> JOB: Tally the lines in the rows below that contain the string "football". Reply with the count alone.

======== LISTED RECORDS

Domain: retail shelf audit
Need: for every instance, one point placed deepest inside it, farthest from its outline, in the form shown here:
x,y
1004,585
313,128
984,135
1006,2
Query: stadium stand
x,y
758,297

================
======== LISTED RECORDS

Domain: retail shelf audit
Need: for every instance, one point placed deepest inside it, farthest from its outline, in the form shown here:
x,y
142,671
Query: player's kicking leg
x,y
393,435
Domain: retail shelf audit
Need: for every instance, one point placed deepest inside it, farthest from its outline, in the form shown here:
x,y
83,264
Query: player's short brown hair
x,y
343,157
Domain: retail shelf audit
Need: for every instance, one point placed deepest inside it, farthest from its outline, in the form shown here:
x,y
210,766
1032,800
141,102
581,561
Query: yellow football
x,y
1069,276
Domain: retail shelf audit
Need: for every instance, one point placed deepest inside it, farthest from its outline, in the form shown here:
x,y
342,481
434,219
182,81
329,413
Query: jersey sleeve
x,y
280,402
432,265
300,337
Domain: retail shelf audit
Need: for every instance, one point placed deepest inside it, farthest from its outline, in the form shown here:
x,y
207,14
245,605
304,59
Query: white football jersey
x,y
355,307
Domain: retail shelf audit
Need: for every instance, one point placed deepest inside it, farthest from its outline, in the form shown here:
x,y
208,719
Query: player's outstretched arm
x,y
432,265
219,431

================

> THE RESULT: 2